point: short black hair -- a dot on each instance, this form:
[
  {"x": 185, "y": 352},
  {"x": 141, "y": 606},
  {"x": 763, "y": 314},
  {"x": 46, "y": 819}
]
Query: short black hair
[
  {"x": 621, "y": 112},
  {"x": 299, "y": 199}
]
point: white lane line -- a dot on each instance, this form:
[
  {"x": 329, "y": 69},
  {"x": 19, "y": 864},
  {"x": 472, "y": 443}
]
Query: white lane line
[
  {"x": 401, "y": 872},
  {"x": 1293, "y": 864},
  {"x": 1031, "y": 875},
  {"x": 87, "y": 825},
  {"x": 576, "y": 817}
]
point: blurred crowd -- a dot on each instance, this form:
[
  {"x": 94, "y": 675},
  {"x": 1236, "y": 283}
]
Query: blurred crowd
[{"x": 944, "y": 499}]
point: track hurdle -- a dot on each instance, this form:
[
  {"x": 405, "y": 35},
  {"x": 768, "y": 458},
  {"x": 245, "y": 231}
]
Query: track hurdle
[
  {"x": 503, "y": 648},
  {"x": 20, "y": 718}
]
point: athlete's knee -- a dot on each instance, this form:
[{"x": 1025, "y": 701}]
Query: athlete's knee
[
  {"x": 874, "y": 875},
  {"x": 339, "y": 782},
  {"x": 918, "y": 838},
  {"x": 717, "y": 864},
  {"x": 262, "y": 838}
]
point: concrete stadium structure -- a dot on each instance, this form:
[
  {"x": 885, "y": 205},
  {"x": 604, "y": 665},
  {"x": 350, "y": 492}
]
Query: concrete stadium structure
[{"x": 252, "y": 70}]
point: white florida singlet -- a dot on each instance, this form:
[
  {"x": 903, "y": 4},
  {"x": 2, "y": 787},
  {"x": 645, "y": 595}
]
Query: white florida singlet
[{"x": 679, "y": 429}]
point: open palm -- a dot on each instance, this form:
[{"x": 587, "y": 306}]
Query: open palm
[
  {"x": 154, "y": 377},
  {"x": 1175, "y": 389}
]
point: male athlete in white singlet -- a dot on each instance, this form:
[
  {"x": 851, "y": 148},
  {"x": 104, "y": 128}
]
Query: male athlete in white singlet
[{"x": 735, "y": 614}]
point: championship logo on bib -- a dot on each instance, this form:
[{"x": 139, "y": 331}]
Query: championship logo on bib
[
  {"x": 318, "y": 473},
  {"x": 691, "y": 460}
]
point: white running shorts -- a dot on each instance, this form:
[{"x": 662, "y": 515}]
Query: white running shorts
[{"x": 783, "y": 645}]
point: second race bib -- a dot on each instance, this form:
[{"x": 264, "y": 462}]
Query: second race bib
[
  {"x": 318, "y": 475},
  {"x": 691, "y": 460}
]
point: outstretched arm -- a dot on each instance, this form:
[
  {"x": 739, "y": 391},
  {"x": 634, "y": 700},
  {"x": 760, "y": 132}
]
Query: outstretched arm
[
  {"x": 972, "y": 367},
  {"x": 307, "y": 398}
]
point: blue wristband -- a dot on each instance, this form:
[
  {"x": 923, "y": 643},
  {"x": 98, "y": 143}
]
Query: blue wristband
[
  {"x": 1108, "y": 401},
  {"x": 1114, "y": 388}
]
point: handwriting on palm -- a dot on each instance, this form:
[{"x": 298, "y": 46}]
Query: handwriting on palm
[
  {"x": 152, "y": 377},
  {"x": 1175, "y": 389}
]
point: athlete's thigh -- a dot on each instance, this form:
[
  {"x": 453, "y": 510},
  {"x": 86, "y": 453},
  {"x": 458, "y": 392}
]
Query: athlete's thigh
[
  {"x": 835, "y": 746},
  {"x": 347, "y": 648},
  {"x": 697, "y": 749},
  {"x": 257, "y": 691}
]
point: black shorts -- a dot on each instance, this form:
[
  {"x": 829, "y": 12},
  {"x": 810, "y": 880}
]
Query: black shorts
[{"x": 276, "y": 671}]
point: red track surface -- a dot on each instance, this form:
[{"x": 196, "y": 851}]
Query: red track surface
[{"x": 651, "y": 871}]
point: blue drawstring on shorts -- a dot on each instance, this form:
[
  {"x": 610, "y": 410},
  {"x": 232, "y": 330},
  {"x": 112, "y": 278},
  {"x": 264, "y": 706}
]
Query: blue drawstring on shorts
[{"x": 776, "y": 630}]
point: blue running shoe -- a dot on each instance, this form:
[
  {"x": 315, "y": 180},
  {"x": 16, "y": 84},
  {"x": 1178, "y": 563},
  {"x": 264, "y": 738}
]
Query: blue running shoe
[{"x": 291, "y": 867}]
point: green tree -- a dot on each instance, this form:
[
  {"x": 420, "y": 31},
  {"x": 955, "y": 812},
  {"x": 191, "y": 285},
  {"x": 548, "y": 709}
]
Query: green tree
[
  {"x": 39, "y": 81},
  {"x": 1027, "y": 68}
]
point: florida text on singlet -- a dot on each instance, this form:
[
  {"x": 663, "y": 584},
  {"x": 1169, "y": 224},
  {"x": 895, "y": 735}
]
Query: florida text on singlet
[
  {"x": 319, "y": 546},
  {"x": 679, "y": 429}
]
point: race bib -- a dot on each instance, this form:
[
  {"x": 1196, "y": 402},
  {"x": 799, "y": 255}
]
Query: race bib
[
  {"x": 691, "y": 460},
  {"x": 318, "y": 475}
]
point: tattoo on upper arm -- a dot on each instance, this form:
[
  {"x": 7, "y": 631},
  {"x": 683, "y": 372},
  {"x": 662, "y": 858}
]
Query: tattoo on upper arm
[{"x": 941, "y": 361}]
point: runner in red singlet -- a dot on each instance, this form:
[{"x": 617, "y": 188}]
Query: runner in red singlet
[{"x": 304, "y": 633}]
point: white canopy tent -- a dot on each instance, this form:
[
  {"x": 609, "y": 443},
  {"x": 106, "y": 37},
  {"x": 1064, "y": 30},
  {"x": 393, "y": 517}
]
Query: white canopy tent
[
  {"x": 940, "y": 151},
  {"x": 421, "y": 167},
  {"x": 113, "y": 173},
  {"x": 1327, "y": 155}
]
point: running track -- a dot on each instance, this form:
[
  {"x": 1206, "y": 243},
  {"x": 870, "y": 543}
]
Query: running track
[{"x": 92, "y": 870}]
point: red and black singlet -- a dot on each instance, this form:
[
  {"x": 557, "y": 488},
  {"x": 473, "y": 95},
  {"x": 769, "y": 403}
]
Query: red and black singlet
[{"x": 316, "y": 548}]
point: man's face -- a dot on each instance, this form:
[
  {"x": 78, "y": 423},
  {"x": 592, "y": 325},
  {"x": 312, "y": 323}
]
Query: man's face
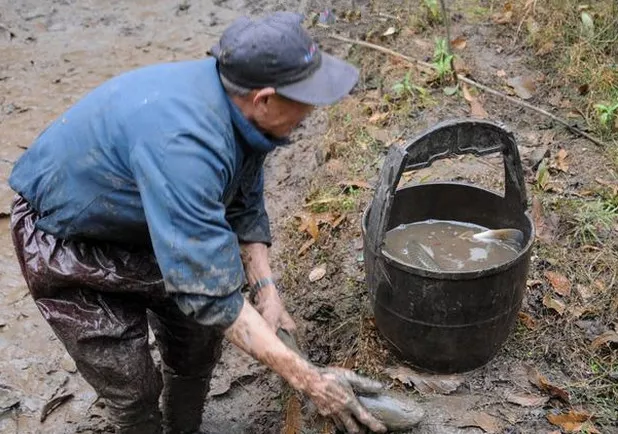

* * *

● **What this task involves**: Can you put every line of the records above into a JSON list of strings, one string per line, with blank lines skipped? Leave the pictures out.

● **Complete answer**:
[
  "point: short black hair -- a dot on each instance, this form:",
  "[",
  "  {\"x\": 185, \"y\": 352},",
  "  {\"x\": 141, \"y\": 606},",
  "  {\"x\": 763, \"y\": 314},",
  "  {\"x\": 46, \"y\": 819}",
  "]",
  "Query: short black hair",
  "[",
  "  {\"x\": 621, \"y\": 112},",
  "  {\"x\": 299, \"y\": 199}",
  "]",
  "point: white lane line -- a dot on each instance, this form:",
  "[",
  "  {\"x\": 329, \"y\": 69},",
  "  {\"x\": 19, \"y\": 864},",
  "  {\"x\": 472, \"y\": 443}",
  "]",
  "Query: white lane line",
  "[",
  "  {\"x\": 401, \"y\": 872},",
  "  {\"x\": 1293, \"y\": 864},",
  "  {\"x\": 1031, \"y\": 875},",
  "  {\"x\": 87, \"y\": 825},",
  "  {\"x\": 576, \"y\": 817}",
  "]",
  "point: blurred crowd -- a dot on each instance, this form:",
  "[",
  "  {\"x\": 94, \"y\": 675},",
  "  {\"x\": 1236, \"y\": 283}",
  "]",
  "Query: blurred crowd",
  "[{\"x\": 944, \"y\": 499}]",
  "point: track hurdle -- a dot on each instance, this form:",
  "[",
  "  {\"x\": 405, \"y\": 35},",
  "  {\"x\": 768, \"y\": 458},",
  "  {\"x\": 245, \"y\": 231}",
  "]",
  "Query: track hurdle",
  "[",
  "  {\"x\": 503, \"y\": 648},",
  "  {\"x\": 20, \"y\": 718}",
  "]",
  "point: athlete's knee -- a dot on each instance, this form:",
  "[{\"x\": 1025, \"y\": 701}]",
  "Query: athlete's knee",
  "[",
  "  {\"x\": 874, \"y\": 875},",
  "  {\"x\": 339, \"y\": 782},",
  "  {\"x\": 918, \"y\": 838},",
  "  {\"x\": 717, \"y\": 864},",
  "  {\"x\": 262, \"y\": 838}",
  "]",
  "point: concrete stadium structure -- a dot on each instance, this form:",
  "[",
  "  {\"x\": 885, \"y\": 205},",
  "  {\"x\": 604, \"y\": 665},",
  "  {\"x\": 350, \"y\": 492}",
  "]",
  "Query: concrete stadium structure",
  "[{\"x\": 252, \"y\": 70}]",
  "point: white florida singlet -- a dot on each instance, this form:",
  "[",
  "  {\"x\": 903, \"y\": 4},",
  "  {\"x\": 2, \"y\": 787},",
  "  {\"x\": 645, \"y\": 595}",
  "]",
  "Query: white florida singlet",
  "[{\"x\": 679, \"y\": 429}]",
  "point: open palm -- a dot on each instance, this form:",
  "[{\"x\": 587, \"y\": 306}]",
  "Query: open palm",
  "[",
  "  {\"x\": 154, \"y\": 377},",
  "  {\"x\": 1175, \"y\": 389}",
  "]",
  "point: male athlete in white singlet -- a dot on each instance, this form:",
  "[",
  "  {\"x\": 851, \"y\": 148},",
  "  {\"x\": 104, \"y\": 128}",
  "]",
  "Query: male athlete in white singlet",
  "[{\"x\": 735, \"y\": 614}]",
  "point: championship logo on bib -- a dot on each instance, this form:",
  "[{\"x\": 139, \"y\": 331}]",
  "Query: championship logo on bib",
  "[",
  "  {\"x\": 318, \"y\": 473},",
  "  {\"x\": 691, \"y\": 460}",
  "]",
  "point: white running shorts -- a dot on each instance, this form:",
  "[{\"x\": 662, \"y\": 515}]",
  "Query: white running shorts",
  "[{\"x\": 783, \"y\": 645}]",
  "point: second race bib -- a dot on each instance, this form:",
  "[{\"x\": 264, \"y\": 462}]",
  "Query: second race bib",
  "[",
  "  {\"x\": 318, \"y\": 475},",
  "  {\"x\": 691, \"y\": 460}",
  "]",
  "point: outstretched arm -- a dot on each instance, this form:",
  "[",
  "  {\"x\": 739, \"y\": 391},",
  "  {\"x\": 634, \"y\": 700},",
  "  {\"x\": 760, \"y\": 132}",
  "]",
  "Query: outstretched arm",
  "[",
  "  {\"x\": 972, \"y\": 367},",
  "  {\"x\": 307, \"y\": 398}",
  "]",
  "point: blue wristband -- a dot on each instance, this form:",
  "[",
  "  {\"x\": 923, \"y\": 643},",
  "  {\"x\": 98, \"y\": 143}",
  "]",
  "Query: blue wristband",
  "[",
  "  {\"x\": 1108, \"y\": 401},",
  "  {\"x\": 1114, \"y\": 388}",
  "]",
  "point: handwriting on palm -- a dot on each instance, this form:",
  "[{\"x\": 298, \"y\": 46}]",
  "Query: handwriting on palm",
  "[",
  "  {\"x\": 152, \"y\": 377},",
  "  {\"x\": 1175, \"y\": 389}",
  "]",
  "point: athlete's thigh -- a dot on each instance, this form:",
  "[",
  "  {\"x\": 453, \"y\": 510},",
  "  {\"x\": 86, \"y\": 453},",
  "  {\"x\": 458, \"y\": 392}",
  "]",
  "Query: athlete's thigh",
  "[",
  "  {\"x\": 835, \"y\": 746},",
  "  {\"x\": 347, \"y\": 648},",
  "  {\"x\": 697, \"y\": 749},",
  "  {\"x\": 257, \"y\": 691}",
  "]",
  "point: black shorts -- a dot on each instance, this form:",
  "[",
  "  {\"x\": 829, \"y\": 12},",
  "  {\"x\": 810, \"y\": 880}",
  "]",
  "Query: black shorts",
  "[{\"x\": 276, \"y\": 671}]",
  "point: red track surface -- a dot on each instance, this form:",
  "[{\"x\": 196, \"y\": 851}]",
  "Query: red track surface",
  "[{\"x\": 651, \"y\": 871}]",
  "point: blue drawstring on shorts -- a dot on each instance, this form:",
  "[",
  "  {\"x\": 610, \"y\": 410},",
  "  {\"x\": 232, \"y\": 330},",
  "  {\"x\": 112, \"y\": 278},",
  "  {\"x\": 264, \"y\": 706}",
  "]",
  "Query: blue drawstring on shorts",
  "[{\"x\": 776, \"y\": 630}]",
  "point: blue running shoe -- a dot on each instance, this form:",
  "[",
  "  {\"x\": 315, \"y\": 180},",
  "  {\"x\": 16, \"y\": 84},",
  "  {\"x\": 1178, \"y\": 563},",
  "  {\"x\": 264, \"y\": 738}",
  "]",
  "Query: blue running shoe",
  "[{\"x\": 291, \"y\": 867}]",
  "point: green tree -- a dot on each instance, this form:",
  "[",
  "  {\"x\": 420, \"y\": 31},",
  "  {\"x\": 955, \"y\": 812},",
  "  {\"x\": 191, \"y\": 285},",
  "  {\"x\": 548, \"y\": 709}",
  "]",
  "Query: green tree",
  "[",
  "  {\"x\": 39, \"y\": 81},",
  "  {\"x\": 1027, \"y\": 68}",
  "]",
  "point: florida text on singlet -- a dot on each instance, this form:",
  "[",
  "  {\"x\": 663, \"y\": 584},",
  "  {\"x\": 1169, \"y\": 224},",
  "  {\"x\": 895, \"y\": 735}",
  "]",
  "Query: florida text on singlet",
  "[",
  "  {\"x\": 319, \"y\": 546},",
  "  {\"x\": 679, \"y\": 429}",
  "]",
  "point: race bib -- a dot on each instance, this form:",
  "[",
  "  {\"x\": 1196, \"y\": 402},",
  "  {\"x\": 799, \"y\": 255}",
  "]",
  "Query: race bib",
  "[",
  "  {\"x\": 691, \"y\": 460},",
  "  {\"x\": 318, \"y\": 475}",
  "]",
  "point: tattoo on upper arm -- a dot on each instance, this form:",
  "[",
  "  {\"x\": 7, \"y\": 631},",
  "  {\"x\": 683, \"y\": 372},",
  "  {\"x\": 662, \"y\": 858}",
  "]",
  "Query: tattoo on upper arm",
  "[{\"x\": 941, \"y\": 361}]",
  "point: runner in red singlet -- a dot on each instance, this form:",
  "[{\"x\": 617, \"y\": 188}]",
  "Query: runner in red singlet",
  "[{\"x\": 304, \"y\": 633}]",
  "point: white canopy tent -- a dot on each instance, this form:",
  "[",
  "  {\"x\": 609, \"y\": 443},",
  "  {\"x\": 106, \"y\": 37},",
  "  {\"x\": 1064, \"y\": 30},",
  "  {\"x\": 393, \"y\": 517}",
  "]",
  "Query: white canopy tent",
  "[",
  "  {\"x\": 940, \"y\": 151},",
  "  {\"x\": 421, \"y\": 167},",
  "  {\"x\": 113, \"y\": 173},",
  "  {\"x\": 1327, \"y\": 155}",
  "]",
  "point: running track -- a dot on each instance, this form:",
  "[",
  "  {\"x\": 1206, \"y\": 243},",
  "  {\"x\": 870, \"y\": 543}",
  "]",
  "Query: running track",
  "[{\"x\": 92, \"y\": 870}]",
  "point: red and black singlet -- a dot on each instance, this form:",
  "[",
  "  {\"x\": 557, \"y\": 488},",
  "  {\"x\": 473, \"y\": 95},",
  "  {\"x\": 769, \"y\": 403}",
  "]",
  "Query: red and black singlet",
  "[{\"x\": 316, \"y\": 548}]",
  "point: man's face -- a dot on each instance, this form:",
  "[",
  "  {\"x\": 78, \"y\": 423},",
  "  {\"x\": 592, \"y\": 325},",
  "  {\"x\": 312, \"y\": 323}",
  "]",
  "Query: man's face"
]